**Task**
Print the lines that start the entries and continue through the one holding "--target wooden structure at rock base", please, exactly and with the pictures omitted.

**Exercise material**
# # # #

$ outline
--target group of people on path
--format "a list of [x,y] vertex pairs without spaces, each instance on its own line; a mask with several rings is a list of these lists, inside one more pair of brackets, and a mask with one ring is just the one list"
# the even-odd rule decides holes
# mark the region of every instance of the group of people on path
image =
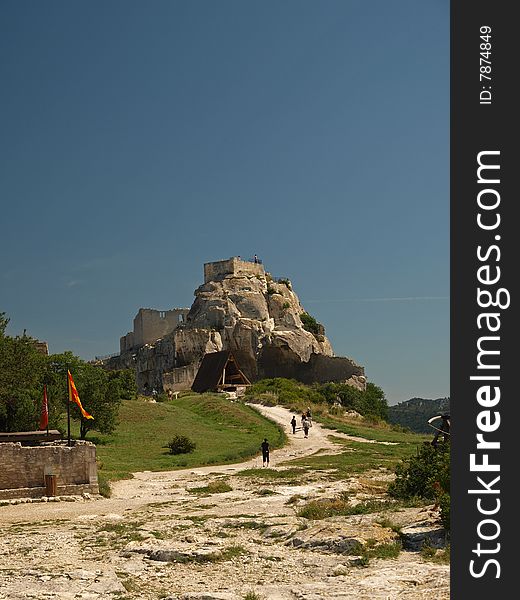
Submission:
[[[310,407],[307,408],[305,412],[302,412],[301,416],[301,424],[303,429],[303,434],[307,438],[309,437],[309,429],[312,427],[312,414]],[[291,419],[291,426],[293,435],[296,433],[296,417],[293,415]]]
[[[312,427],[312,415],[311,415],[310,407],[307,408],[307,410],[305,412],[302,412],[301,423],[302,423],[303,434],[306,438],[308,438],[309,437],[309,429]],[[296,433],[296,417],[294,415],[293,415],[293,418],[291,419],[291,426],[292,426],[292,432],[293,432],[293,434],[295,434]],[[262,442],[260,447],[262,449],[262,466],[268,467],[269,466],[269,442],[267,441],[267,438],[264,438],[264,441]]]

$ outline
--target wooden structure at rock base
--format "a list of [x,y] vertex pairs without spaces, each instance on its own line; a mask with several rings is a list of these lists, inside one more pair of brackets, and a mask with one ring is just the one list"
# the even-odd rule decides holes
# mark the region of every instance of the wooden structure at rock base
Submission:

# # # #

**Answer area**
$ outline
--target group of people on path
--format "a list of [x,y] vertex pairs without spaces, each instance on its own line; a mask with several rings is a list of these lists, inside one more pair of brackets, and a mask with one ring is just the one list"
# the even-odd rule decides holes
# mark the region of every instance of the group of people on path
image =
Submission:
[[[310,407],[307,408],[305,412],[302,412],[301,416],[301,424],[303,429],[303,434],[307,438],[309,437],[309,429],[312,427],[312,414]],[[291,419],[291,426],[293,435],[296,433],[296,417],[293,415]]]
[[[312,427],[312,415],[311,415],[310,407],[307,408],[307,410],[305,412],[302,412],[301,423],[302,423],[303,434],[306,438],[308,438],[309,437],[309,429]],[[296,433],[296,417],[294,415],[293,415],[293,418],[291,419],[291,426],[292,426],[292,432],[293,432],[293,434],[295,434]],[[262,442],[260,447],[262,449],[262,466],[268,467],[269,466],[269,442],[267,441],[267,438],[264,438],[264,441]]]

$ outline
--target wooden structure at rock base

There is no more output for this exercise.